DATA SUPPLIED Block Start

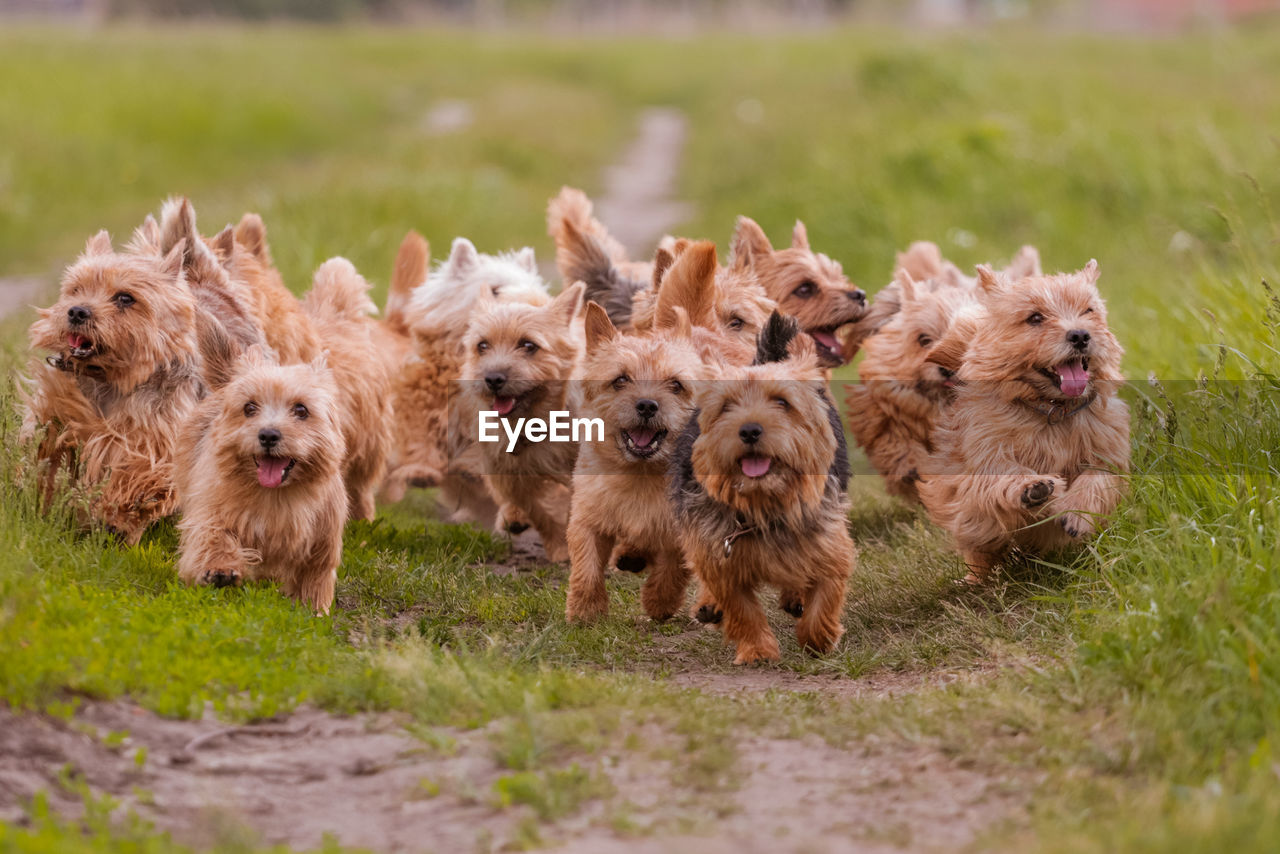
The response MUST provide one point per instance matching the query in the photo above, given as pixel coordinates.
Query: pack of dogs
(178, 377)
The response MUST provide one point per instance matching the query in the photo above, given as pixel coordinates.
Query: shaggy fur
(123, 369)
(430, 450)
(758, 487)
(808, 286)
(643, 389)
(260, 476)
(1033, 450)
(901, 394)
(519, 359)
(338, 306)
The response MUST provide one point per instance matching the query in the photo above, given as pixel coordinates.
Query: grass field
(1136, 689)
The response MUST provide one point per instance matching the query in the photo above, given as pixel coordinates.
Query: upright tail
(585, 252)
(411, 266)
(338, 292)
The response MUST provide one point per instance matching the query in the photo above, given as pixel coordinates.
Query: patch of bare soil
(369, 784)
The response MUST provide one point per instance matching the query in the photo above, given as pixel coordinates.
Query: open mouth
(643, 443)
(828, 346)
(1072, 377)
(80, 346)
(273, 471)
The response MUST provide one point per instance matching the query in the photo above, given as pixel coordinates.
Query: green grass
(1138, 681)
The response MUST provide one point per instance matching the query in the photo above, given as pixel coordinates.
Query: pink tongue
(641, 438)
(270, 471)
(827, 341)
(1075, 379)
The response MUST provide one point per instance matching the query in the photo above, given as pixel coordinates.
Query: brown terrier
(1033, 450)
(643, 389)
(758, 485)
(901, 394)
(260, 478)
(519, 362)
(124, 368)
(808, 286)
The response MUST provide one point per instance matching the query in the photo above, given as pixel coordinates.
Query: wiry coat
(786, 526)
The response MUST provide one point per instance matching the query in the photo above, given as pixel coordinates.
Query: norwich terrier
(123, 369)
(428, 451)
(261, 485)
(758, 484)
(630, 291)
(901, 394)
(643, 389)
(1033, 451)
(808, 286)
(519, 361)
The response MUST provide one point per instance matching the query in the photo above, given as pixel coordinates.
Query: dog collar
(1059, 412)
(740, 529)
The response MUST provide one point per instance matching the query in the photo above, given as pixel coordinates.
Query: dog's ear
(690, 284)
(1024, 263)
(146, 237)
(173, 261)
(749, 241)
(799, 236)
(567, 302)
(771, 346)
(99, 245)
(950, 350)
(462, 256)
(525, 259)
(905, 286)
(662, 261)
(598, 327)
(251, 233)
(988, 279)
(224, 245)
(1091, 272)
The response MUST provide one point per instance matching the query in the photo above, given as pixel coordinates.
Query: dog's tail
(338, 292)
(586, 252)
(410, 272)
(778, 332)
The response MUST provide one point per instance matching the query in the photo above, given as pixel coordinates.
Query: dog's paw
(1077, 525)
(220, 578)
(631, 562)
(708, 613)
(1037, 492)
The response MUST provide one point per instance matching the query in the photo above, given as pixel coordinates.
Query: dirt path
(370, 784)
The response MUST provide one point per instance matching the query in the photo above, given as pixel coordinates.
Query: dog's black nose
(1078, 338)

DATA SUPPLIED Block End

• [YOUR TASK] Repeat the data exactly, excluding the pictures.

• [COMPLETED EXERCISE]
The response MUST provide one point per instance matching the query in the photo above, given as pixel coordinates.
Query: pack of dogs
(178, 377)
The response MUST provide one point per instance matching the query in the photo above, given as pixel coordinates.
Query: shaggy fur
(123, 369)
(430, 450)
(758, 487)
(808, 286)
(643, 389)
(260, 476)
(1033, 450)
(901, 394)
(519, 359)
(338, 306)
The response MUST provide one point per instance matching the query in the photo above, given as pixel coordinates.
Query: grass field
(1136, 689)
The response MUST provide one point per instance matching the query in the photo above, given as pixel coordinates.
Query: upright tail
(585, 252)
(411, 266)
(338, 292)
The response MUST provide one point per instance matching the query in the photo above, given as pixel coordinates.
Query: patch of bare soil
(369, 784)
The response MUST provide one point per instance matching the query in the photo above, given as pixel coordinates.
Query: open mouth
(643, 443)
(828, 346)
(1072, 377)
(80, 346)
(273, 471)
The response MUST provide one point per instance matching the query in the photo above, given as pixel coordinates.
Query: green grass
(1138, 681)
The response MUST provide one point per instance matching the query in the photo above, given as pixel coordinates.
Query: pink tongue
(641, 438)
(270, 471)
(827, 341)
(1075, 379)
The response MUST provide one point per instance matching the query in the photo above, given as pixel coordinates.
Query: brown terrier
(1033, 450)
(643, 389)
(758, 485)
(901, 394)
(260, 478)
(519, 362)
(124, 368)
(808, 286)
The response MUST provide one point per instance matching the query in the photo above, given as pixel coordinates.
Query: wiry coat
(786, 526)
The response MUST provide one point per instance matching the query in the photo above, given as pixel coordinates.
Query: norwich terrier
(123, 369)
(428, 451)
(261, 485)
(758, 484)
(630, 291)
(901, 394)
(643, 389)
(1033, 451)
(808, 286)
(519, 361)
The response MUST provide one point per instance matching the query in the photo above, given as pixel coordinates.
Query: dog collar
(1059, 412)
(740, 529)
The response MUST provide one point per instance matching the query in the photo above, given as pixel coordinates.
Query: dog's ear
(690, 284)
(1024, 263)
(146, 237)
(173, 261)
(749, 241)
(799, 236)
(567, 302)
(771, 346)
(99, 245)
(950, 350)
(462, 256)
(525, 259)
(905, 286)
(662, 261)
(598, 327)
(251, 233)
(988, 279)
(224, 245)
(1091, 272)
The response MUST provide one point per instance matching the query in the photo above, given as pixel coordinates.
Query: dog's tail
(338, 292)
(586, 252)
(410, 272)
(778, 332)
The response MUST provide one point per instance matching the query in the photo above, given as pixel coordinates.
Query: dog's paw
(1077, 525)
(220, 578)
(631, 562)
(708, 613)
(1037, 492)
The response MUST provide one point per instance matching the query in the photo above, given as pixel coordinates.
Query: dirt path
(370, 784)
The response MUST provide one point per instance matching the query in the photo above, given as pixel coordinates.
Query: dog's black nose
(1078, 338)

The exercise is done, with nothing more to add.